[TASK ITEM]: Show, in full, each line of the data that contains "instance".

[SUPPLIED DATA]:
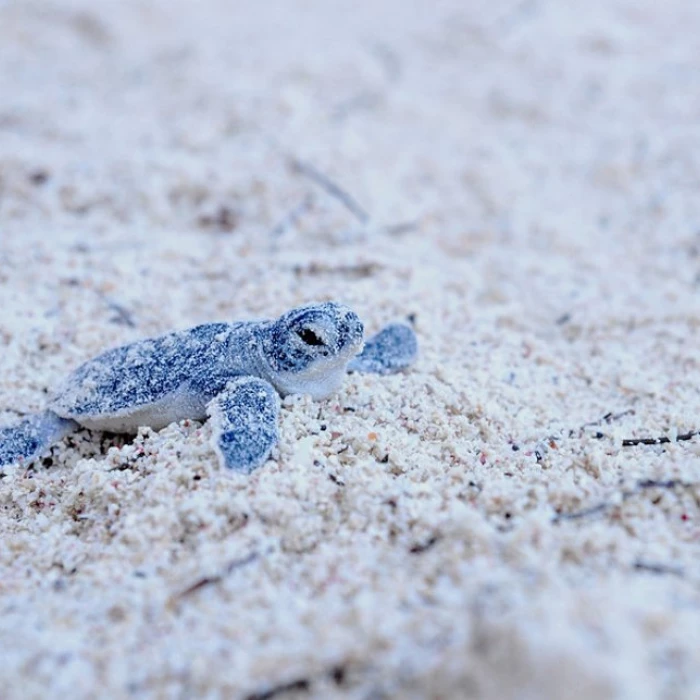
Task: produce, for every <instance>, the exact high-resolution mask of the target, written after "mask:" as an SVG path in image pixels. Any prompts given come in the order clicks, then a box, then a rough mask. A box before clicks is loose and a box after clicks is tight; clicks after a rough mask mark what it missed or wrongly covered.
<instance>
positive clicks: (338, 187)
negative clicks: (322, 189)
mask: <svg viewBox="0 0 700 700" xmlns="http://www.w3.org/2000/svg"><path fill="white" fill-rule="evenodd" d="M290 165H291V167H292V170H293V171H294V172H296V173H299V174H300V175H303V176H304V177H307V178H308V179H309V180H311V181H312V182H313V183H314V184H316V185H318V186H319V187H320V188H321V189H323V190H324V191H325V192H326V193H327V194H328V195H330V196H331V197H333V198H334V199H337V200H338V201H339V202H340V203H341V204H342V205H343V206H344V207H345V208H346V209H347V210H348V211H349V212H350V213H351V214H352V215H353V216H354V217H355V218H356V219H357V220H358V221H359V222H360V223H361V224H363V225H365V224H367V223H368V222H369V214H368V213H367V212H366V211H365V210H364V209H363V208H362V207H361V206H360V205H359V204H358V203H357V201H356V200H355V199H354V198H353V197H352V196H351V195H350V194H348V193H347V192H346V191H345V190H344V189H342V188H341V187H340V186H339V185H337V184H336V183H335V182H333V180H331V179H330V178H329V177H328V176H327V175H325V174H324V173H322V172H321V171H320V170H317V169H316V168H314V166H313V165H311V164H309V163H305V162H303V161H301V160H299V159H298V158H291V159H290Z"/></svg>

[TASK RESPONSE]:
Task: produce, for every <instance>, the exact high-resolution mask of the target, written after "mask:" as an SVG path in image pixels. Any prompts given come in the order clicks, then a box, then a rough mask. A box before clicks is loose and a box after clicks is tight; clicks after a rough mask mark what it missed or wrongly covered.
<instance>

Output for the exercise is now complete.